Text to read
○ ○ ○ ○ ○ ○ ○

What is the cheaper version of blessing? It is pandering to people, trying to make people happy on some kind of self-centered or self-rewarding basis. It is trying to be nice to people. Where that doesn’t have the backing of love, it doesn’t go very far. It is a manipulative effort, and it isn’t genuine. Ultimately, it isn’t blessing really.
How about the power of love? It’s obviously needed in our own experience and in our world. I believe we’re here to be powerful people, to move the world, to re-create the world, to hold the world. True power is inherited by us easily and naturally when we are coming from love. We inherit the power to re-create our lives and re-create the world, and to offer that opportunity to other people. We’ve probably all known times in our lives when we felt powerful, when we knew we were powerful. If you try to grasp that power very tightly, you’ll find it goes away. But I suspect there have been times for all of us when we found ourselves coming from the place of love and knowing that we were powerful people. We are made to be powerful people. The cheap version of that is to be pushy and aggressive. And the absence of the power of love leaves a person weak and feeble, and maybe even self-pitying.
When we open ourselves spiritually, what we are opening up is the expression of love, and love expresses as wisdom and blessing and power. And love is preeminent and must be preeminent in anyone’s experience if they are to live a creative and fulfilled life. It is quite possible for a person to forget that and to believe that the cheaper versions of those qualities are what should prevail, and to somehow grab hold of the steering wheel of one’s life from love and decide that I, as an isolated individual, should take control of this and make it happen.

○ ○ ○ ○ ○ ○ ○

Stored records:
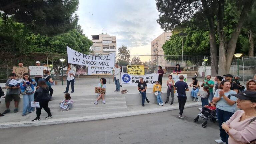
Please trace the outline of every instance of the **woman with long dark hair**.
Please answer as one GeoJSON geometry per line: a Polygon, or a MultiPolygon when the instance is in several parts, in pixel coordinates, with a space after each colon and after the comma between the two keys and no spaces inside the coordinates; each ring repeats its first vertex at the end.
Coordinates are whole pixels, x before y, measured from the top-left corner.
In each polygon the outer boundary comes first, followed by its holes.
{"type": "Polygon", "coordinates": [[[176,74],[177,75],[181,73],[181,69],[179,64],[176,65],[176,67],[175,67],[175,69],[173,70],[173,74],[176,74]]]}
{"type": "Polygon", "coordinates": [[[31,113],[35,110],[35,108],[31,107],[31,102],[34,101],[35,87],[37,84],[35,80],[30,78],[28,73],[23,74],[23,80],[26,82],[23,81],[20,85],[21,94],[23,95],[22,116],[24,116],[27,112],[31,113]]]}
{"type": "Polygon", "coordinates": [[[163,76],[164,75],[164,70],[162,69],[161,66],[158,66],[158,68],[157,73],[158,73],[158,81],[159,82],[160,85],[162,86],[162,79],[163,78],[163,76]]]}
{"type": "Polygon", "coordinates": [[[48,107],[48,103],[51,99],[49,87],[43,79],[38,80],[38,89],[35,93],[34,102],[39,102],[40,107],[36,108],[36,117],[32,120],[32,121],[40,120],[41,110],[43,108],[48,114],[48,116],[45,118],[46,119],[52,117],[52,115],[51,114],[51,110],[48,107]]]}

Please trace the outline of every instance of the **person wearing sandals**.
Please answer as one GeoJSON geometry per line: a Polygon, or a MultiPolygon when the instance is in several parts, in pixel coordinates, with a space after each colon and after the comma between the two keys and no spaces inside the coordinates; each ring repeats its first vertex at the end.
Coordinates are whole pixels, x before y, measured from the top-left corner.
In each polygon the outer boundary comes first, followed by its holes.
{"type": "MultiPolygon", "coordinates": [[[[106,84],[107,83],[107,80],[104,78],[101,78],[100,80],[100,82],[99,83],[98,85],[98,87],[99,88],[106,88],[106,84]]],[[[104,100],[104,94],[97,94],[98,95],[98,98],[96,100],[96,101],[95,101],[93,103],[95,104],[98,104],[98,101],[101,98],[102,99],[102,103],[105,104],[106,102],[104,100]]]]}
{"type": "Polygon", "coordinates": [[[23,79],[27,82],[23,81],[20,84],[21,94],[23,95],[22,116],[24,116],[27,112],[31,113],[35,110],[35,108],[31,107],[31,102],[34,101],[35,87],[37,84],[34,80],[30,78],[28,73],[23,74],[23,79]]]}
{"type": "Polygon", "coordinates": [[[48,104],[51,99],[51,96],[49,93],[49,88],[46,85],[44,79],[40,79],[38,80],[38,88],[35,92],[34,96],[34,102],[39,102],[40,107],[36,108],[36,117],[32,120],[32,121],[40,120],[41,110],[43,108],[48,114],[48,116],[45,119],[52,118],[52,115],[51,114],[51,110],[48,107],[48,104]]]}
{"type": "Polygon", "coordinates": [[[169,97],[170,94],[172,97],[171,105],[173,104],[173,101],[174,99],[174,80],[172,79],[172,75],[170,75],[168,76],[169,80],[167,80],[166,85],[167,87],[167,95],[166,95],[166,101],[164,103],[168,103],[169,101],[169,97]]]}
{"type": "Polygon", "coordinates": [[[189,86],[192,87],[193,89],[191,91],[191,96],[193,97],[193,101],[199,101],[199,99],[197,97],[197,93],[199,91],[199,89],[200,86],[199,85],[199,82],[197,81],[196,78],[193,77],[192,78],[193,82],[189,86]]]}
{"type": "Polygon", "coordinates": [[[246,90],[233,95],[236,97],[237,108],[231,117],[222,124],[229,135],[229,144],[256,143],[256,92],[246,90]]]}

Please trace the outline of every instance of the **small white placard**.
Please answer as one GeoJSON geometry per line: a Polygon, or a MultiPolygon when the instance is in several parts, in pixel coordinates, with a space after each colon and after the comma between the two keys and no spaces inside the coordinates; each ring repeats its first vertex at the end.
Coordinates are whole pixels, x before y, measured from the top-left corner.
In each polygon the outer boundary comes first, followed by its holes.
{"type": "Polygon", "coordinates": [[[13,85],[14,86],[16,86],[18,84],[18,81],[15,80],[12,80],[9,83],[9,85],[13,85]]]}
{"type": "Polygon", "coordinates": [[[30,75],[42,75],[44,73],[43,66],[29,66],[30,75]]]}
{"type": "Polygon", "coordinates": [[[40,107],[40,106],[39,105],[39,102],[31,102],[31,107],[40,107]]]}
{"type": "Polygon", "coordinates": [[[61,104],[60,104],[60,107],[62,108],[64,108],[65,109],[67,109],[67,108],[68,108],[68,105],[64,105],[64,103],[62,102],[61,104]]]}

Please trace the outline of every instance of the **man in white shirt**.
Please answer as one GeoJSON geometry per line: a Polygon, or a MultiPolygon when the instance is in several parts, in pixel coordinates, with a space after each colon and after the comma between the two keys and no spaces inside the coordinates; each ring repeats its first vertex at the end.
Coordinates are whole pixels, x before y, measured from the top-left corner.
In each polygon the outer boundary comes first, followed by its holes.
{"type": "Polygon", "coordinates": [[[120,75],[121,73],[121,69],[118,67],[118,64],[116,63],[115,64],[115,72],[114,73],[114,80],[115,80],[115,84],[116,84],[116,90],[114,91],[119,92],[120,91],[120,75]]]}
{"type": "Polygon", "coordinates": [[[75,75],[75,72],[71,70],[71,67],[68,67],[68,71],[66,72],[66,74],[68,75],[67,78],[67,87],[66,88],[66,91],[63,93],[68,92],[68,89],[69,88],[69,84],[71,83],[71,93],[75,92],[75,89],[74,88],[74,83],[75,82],[75,78],[74,77],[75,75]]]}

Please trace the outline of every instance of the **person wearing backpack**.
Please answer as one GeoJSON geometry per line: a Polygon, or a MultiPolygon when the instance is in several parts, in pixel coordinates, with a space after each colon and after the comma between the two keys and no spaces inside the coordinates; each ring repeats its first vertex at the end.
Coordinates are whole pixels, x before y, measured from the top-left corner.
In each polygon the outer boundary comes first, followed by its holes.
{"type": "Polygon", "coordinates": [[[44,70],[44,73],[45,74],[43,76],[43,78],[45,80],[46,82],[46,84],[49,87],[49,91],[50,91],[50,95],[51,95],[51,98],[52,96],[52,94],[53,94],[53,89],[52,88],[50,83],[53,83],[54,81],[52,80],[52,77],[50,75],[50,71],[44,70]]]}
{"type": "Polygon", "coordinates": [[[49,88],[45,81],[43,79],[38,80],[38,88],[36,90],[34,95],[34,102],[39,102],[40,107],[36,108],[36,117],[32,120],[32,121],[40,120],[41,110],[43,108],[44,110],[48,114],[48,116],[45,118],[48,119],[52,117],[51,114],[51,110],[48,107],[51,96],[49,94],[49,88]]]}
{"type": "Polygon", "coordinates": [[[256,92],[250,90],[232,95],[237,98],[236,111],[222,128],[229,135],[228,143],[255,143],[256,141],[256,92]]]}

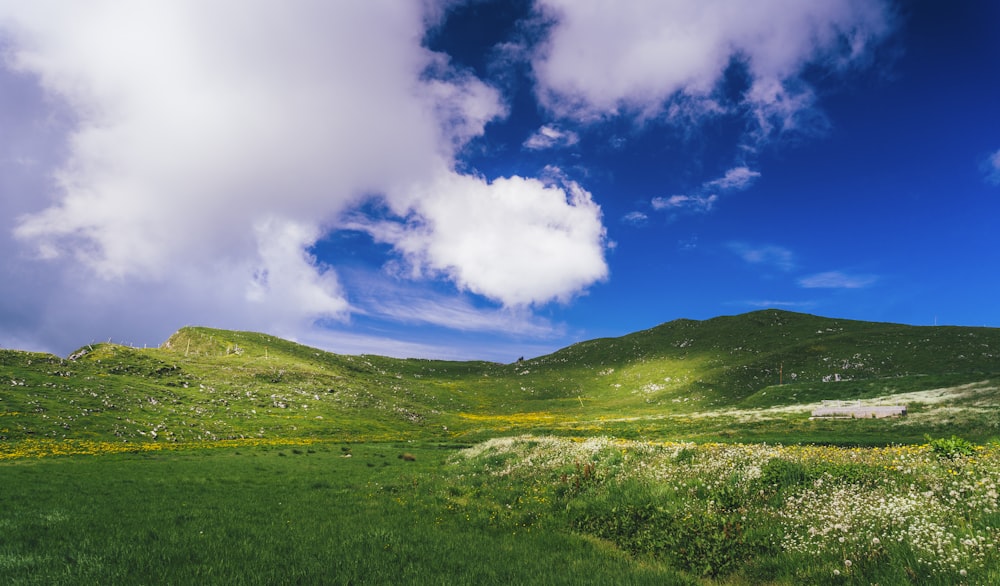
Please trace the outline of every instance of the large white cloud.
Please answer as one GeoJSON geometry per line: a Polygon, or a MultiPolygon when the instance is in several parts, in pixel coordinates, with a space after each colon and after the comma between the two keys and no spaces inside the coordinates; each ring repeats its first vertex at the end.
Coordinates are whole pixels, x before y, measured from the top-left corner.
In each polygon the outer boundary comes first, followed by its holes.
{"type": "MultiPolygon", "coordinates": [[[[4,194],[17,200],[5,204],[17,216],[0,238],[16,267],[4,270],[55,272],[30,310],[72,307],[93,318],[69,318],[83,329],[107,317],[98,307],[108,299],[141,292],[162,301],[158,332],[206,313],[288,330],[351,311],[336,259],[321,266],[307,250],[380,195],[426,220],[399,226],[393,242],[406,255],[502,303],[565,298],[602,278],[589,197],[559,199],[522,179],[484,187],[455,171],[458,150],[505,105],[421,45],[442,14],[431,1],[393,0],[0,3],[5,66],[72,119],[65,157],[38,162],[52,188],[4,194]],[[484,195],[497,185],[523,209],[484,195]],[[515,271],[484,262],[499,243],[448,251],[474,244],[449,206],[478,234],[529,234],[539,254],[515,246],[515,271]],[[536,276],[551,278],[507,282],[536,276]]],[[[148,307],[133,303],[116,311],[148,307]]]]}
{"type": "Polygon", "coordinates": [[[871,0],[539,0],[552,22],[532,61],[542,103],[583,120],[691,117],[742,109],[766,136],[801,126],[814,104],[809,63],[843,70],[891,28],[871,0]],[[721,97],[731,65],[749,87],[721,97]]]}
{"type": "Polygon", "coordinates": [[[395,210],[408,221],[359,227],[418,273],[447,275],[506,306],[566,301],[607,277],[600,208],[572,181],[446,173],[411,196],[395,210]]]}

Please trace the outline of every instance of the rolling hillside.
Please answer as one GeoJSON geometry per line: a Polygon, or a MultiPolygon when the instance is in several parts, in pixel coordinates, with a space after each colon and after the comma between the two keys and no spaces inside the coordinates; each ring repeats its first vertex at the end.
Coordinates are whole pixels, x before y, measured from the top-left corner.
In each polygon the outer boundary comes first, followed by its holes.
{"type": "Polygon", "coordinates": [[[160,348],[0,350],[0,440],[450,439],[540,431],[871,443],[997,429],[1000,329],[777,310],[677,320],[514,364],[343,356],[187,327],[160,348]],[[908,404],[813,421],[825,400],[908,404]]]}

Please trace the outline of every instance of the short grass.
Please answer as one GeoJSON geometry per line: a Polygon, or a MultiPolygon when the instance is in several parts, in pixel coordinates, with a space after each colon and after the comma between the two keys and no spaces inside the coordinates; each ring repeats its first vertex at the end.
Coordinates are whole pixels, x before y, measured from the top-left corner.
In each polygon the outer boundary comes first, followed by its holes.
{"type": "Polygon", "coordinates": [[[998,583],[998,373],[1000,330],[773,310],[511,364],[0,350],[0,583],[998,583]]]}
{"type": "Polygon", "coordinates": [[[454,451],[318,443],[5,461],[0,583],[689,583],[498,516],[442,473],[454,451]]]}

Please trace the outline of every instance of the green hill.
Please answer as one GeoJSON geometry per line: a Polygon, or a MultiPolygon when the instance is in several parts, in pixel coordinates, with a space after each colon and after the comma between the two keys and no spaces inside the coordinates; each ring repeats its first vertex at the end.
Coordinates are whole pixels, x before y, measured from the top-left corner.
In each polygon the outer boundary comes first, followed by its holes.
{"type": "Polygon", "coordinates": [[[343,356],[186,327],[163,346],[0,350],[0,440],[316,437],[472,441],[520,431],[892,443],[997,430],[1000,329],[777,310],[677,320],[514,364],[343,356]],[[907,404],[809,418],[825,400],[907,404]]]}

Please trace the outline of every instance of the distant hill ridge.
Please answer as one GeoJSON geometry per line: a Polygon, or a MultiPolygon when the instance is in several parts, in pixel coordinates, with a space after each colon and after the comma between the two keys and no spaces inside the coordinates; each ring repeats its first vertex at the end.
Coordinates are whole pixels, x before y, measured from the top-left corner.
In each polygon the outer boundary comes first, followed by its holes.
{"type": "MultiPolygon", "coordinates": [[[[203,327],[181,328],[159,348],[92,344],[70,356],[0,350],[0,440],[601,429],[728,437],[744,433],[725,419],[735,413],[768,420],[781,408],[794,423],[805,419],[806,405],[824,400],[958,387],[966,390],[947,404],[995,427],[1000,329],[769,309],[675,320],[512,364],[345,356],[203,327]]],[[[919,406],[910,412],[906,433],[937,429],[913,425],[923,417],[919,406]]]]}

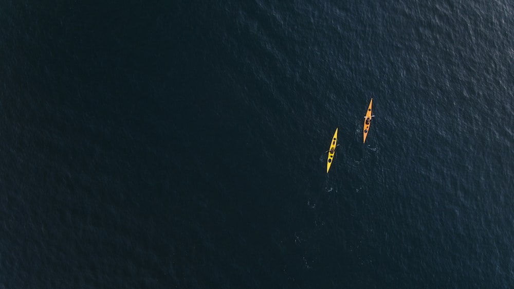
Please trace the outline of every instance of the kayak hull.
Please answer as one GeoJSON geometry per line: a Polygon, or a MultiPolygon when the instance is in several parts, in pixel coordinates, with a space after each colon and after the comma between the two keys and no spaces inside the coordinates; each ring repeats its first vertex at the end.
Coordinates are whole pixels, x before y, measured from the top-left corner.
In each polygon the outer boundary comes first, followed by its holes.
{"type": "Polygon", "coordinates": [[[368,111],[366,111],[366,116],[364,118],[362,143],[366,142],[366,137],[368,136],[368,133],[370,132],[370,126],[371,125],[371,104],[373,102],[373,99],[372,98],[370,101],[370,106],[368,107],[368,111]]]}
{"type": "Polygon", "coordinates": [[[330,142],[330,149],[328,150],[328,158],[326,160],[326,172],[328,172],[330,169],[330,166],[334,160],[334,154],[335,153],[336,146],[337,144],[337,128],[336,128],[336,132],[334,133],[334,136],[330,142]]]}

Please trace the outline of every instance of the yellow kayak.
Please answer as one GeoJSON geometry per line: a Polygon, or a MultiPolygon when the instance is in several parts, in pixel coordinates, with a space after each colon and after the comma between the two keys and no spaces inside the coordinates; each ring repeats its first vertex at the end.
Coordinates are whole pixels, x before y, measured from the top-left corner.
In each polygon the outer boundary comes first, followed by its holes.
{"type": "Polygon", "coordinates": [[[328,150],[328,159],[326,160],[326,172],[328,172],[330,169],[330,165],[332,164],[332,160],[334,159],[334,153],[336,150],[336,144],[337,143],[337,128],[336,128],[336,132],[334,133],[334,137],[332,138],[332,142],[330,143],[330,150],[328,150]]]}
{"type": "Polygon", "coordinates": [[[371,103],[373,102],[373,99],[371,99],[370,101],[370,106],[368,107],[368,111],[366,112],[366,116],[364,118],[364,139],[362,143],[366,142],[366,137],[368,136],[368,133],[370,131],[370,125],[371,124],[371,103]]]}

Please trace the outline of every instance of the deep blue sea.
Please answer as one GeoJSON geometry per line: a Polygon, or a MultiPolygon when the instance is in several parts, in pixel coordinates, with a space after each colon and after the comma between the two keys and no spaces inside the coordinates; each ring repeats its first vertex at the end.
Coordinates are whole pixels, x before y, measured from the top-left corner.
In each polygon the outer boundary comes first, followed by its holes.
{"type": "Polygon", "coordinates": [[[514,287],[513,91],[511,1],[5,0],[0,288],[514,287]]]}

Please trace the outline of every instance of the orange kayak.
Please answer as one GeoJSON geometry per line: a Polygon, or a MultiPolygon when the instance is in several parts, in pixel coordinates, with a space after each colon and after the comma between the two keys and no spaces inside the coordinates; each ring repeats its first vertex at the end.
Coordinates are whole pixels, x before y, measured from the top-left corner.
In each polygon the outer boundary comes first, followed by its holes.
{"type": "Polygon", "coordinates": [[[336,152],[336,144],[337,143],[337,128],[336,128],[336,132],[334,133],[334,136],[332,137],[332,140],[330,143],[330,149],[328,150],[328,158],[326,160],[326,172],[328,172],[330,169],[330,165],[332,164],[332,160],[334,159],[334,154],[336,152]]]}
{"type": "Polygon", "coordinates": [[[368,107],[368,111],[366,112],[366,116],[364,118],[364,139],[362,143],[366,142],[366,137],[368,136],[368,133],[370,132],[370,125],[371,124],[371,103],[373,102],[373,99],[371,99],[370,101],[370,106],[368,107]]]}

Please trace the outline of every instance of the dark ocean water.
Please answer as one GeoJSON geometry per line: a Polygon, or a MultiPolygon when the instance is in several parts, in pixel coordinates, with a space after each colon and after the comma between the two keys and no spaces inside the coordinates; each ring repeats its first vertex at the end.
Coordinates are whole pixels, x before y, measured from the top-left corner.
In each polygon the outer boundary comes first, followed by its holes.
{"type": "Polygon", "coordinates": [[[0,288],[514,286],[511,2],[153,2],[0,5],[0,288]]]}

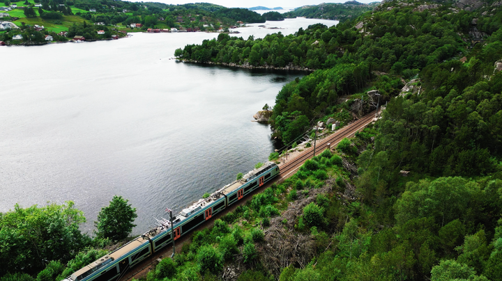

○ ○ ○ ○ ○ ○ ○

Your goal
According to the passage on love, what is the cheap version of being a powerful person?

Complete answer
Being pushy and aggressive.